→ **DIRECTION**
Swap "green leaf" for "yellow leaf" in everything from the start of the records down to the line containing "POLYGON ((415 165, 415", and write those lines out again with nothing else changed.

Segmentation dataset records:
--------------------------------

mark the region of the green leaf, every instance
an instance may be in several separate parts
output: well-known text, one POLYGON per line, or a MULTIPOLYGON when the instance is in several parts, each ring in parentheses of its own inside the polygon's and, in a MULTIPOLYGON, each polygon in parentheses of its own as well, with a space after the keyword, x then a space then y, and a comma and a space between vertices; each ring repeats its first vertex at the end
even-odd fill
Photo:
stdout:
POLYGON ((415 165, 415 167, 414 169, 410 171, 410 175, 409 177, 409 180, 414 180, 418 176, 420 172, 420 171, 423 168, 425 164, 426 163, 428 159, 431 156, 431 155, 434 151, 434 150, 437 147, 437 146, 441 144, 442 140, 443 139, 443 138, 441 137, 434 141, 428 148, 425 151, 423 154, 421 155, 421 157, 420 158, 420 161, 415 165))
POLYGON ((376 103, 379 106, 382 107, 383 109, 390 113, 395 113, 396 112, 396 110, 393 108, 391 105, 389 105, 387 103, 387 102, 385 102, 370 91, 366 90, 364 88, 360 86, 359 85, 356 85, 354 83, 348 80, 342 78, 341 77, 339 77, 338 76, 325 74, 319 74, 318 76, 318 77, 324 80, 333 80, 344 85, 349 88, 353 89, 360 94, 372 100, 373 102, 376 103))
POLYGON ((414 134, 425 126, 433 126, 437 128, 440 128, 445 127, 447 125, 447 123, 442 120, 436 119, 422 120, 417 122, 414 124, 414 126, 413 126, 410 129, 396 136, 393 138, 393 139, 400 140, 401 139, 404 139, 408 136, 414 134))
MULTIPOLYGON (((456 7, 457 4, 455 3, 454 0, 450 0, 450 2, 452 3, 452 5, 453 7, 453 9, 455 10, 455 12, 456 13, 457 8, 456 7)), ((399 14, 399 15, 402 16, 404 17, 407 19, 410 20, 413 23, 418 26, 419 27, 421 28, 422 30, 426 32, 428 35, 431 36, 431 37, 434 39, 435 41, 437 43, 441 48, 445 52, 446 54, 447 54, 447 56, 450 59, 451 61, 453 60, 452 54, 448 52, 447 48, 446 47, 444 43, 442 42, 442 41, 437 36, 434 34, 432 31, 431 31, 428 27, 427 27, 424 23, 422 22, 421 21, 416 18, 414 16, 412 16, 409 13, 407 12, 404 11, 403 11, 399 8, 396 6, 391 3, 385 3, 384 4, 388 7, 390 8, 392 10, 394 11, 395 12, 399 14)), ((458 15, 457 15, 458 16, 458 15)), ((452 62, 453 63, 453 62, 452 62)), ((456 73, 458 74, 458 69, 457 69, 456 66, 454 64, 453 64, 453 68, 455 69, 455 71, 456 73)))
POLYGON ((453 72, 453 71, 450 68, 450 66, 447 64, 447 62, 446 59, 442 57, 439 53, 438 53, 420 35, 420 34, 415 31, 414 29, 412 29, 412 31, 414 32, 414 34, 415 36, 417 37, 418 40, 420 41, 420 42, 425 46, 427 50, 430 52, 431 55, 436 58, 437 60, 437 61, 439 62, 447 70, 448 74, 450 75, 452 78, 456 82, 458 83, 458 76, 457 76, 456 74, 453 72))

--------------------------------

→ **THE RESPONSE**
mark the region of the yellow leaf, every instance
an instance may be in several separate parts
output: well-known text, one POLYGON per line, or a MULTIPOLYGON when the instance is in several parts, each ring in parentheses of its own inside the polygon's and, in a MULTIPOLYGON, each polygon in parentheses of its own as well, with a space after the keyword, x then a space then y, and a comma and a space between vertices; each ring repeats its first vertex at the end
even-odd fill
Photo:
stdout:
POLYGON ((415 165, 415 167, 414 169, 410 171, 410 175, 409 177, 409 180, 414 180, 418 176, 420 172, 420 171, 423 168, 425 164, 426 163, 428 159, 431 156, 431 155, 434 151, 434 150, 437 147, 437 146, 441 144, 442 140, 443 139, 443 138, 441 137, 434 141, 428 148, 425 151, 423 154, 421 155, 421 157, 420 158, 420 161, 415 165))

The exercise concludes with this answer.